++++ Listed entries ++++

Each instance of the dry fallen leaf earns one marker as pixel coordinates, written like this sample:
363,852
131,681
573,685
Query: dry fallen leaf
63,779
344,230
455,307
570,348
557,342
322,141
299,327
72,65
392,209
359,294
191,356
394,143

++++

Can you rewrite all of the items above as a numbered list, omitting any blank lines?

# Exercise output
1. Each instance of the dry fallen leaf earns one marker as pixel coordinates, written like this sample:
2. 363,852
3. 131,681
4. 573,685
5. Query: dry fallen leaf
6. 63,779
7. 344,230
8. 455,307
9. 570,348
10. 557,342
11. 322,141
12. 299,327
13. 72,65
14. 392,209
15. 359,294
16. 191,356
17. 394,143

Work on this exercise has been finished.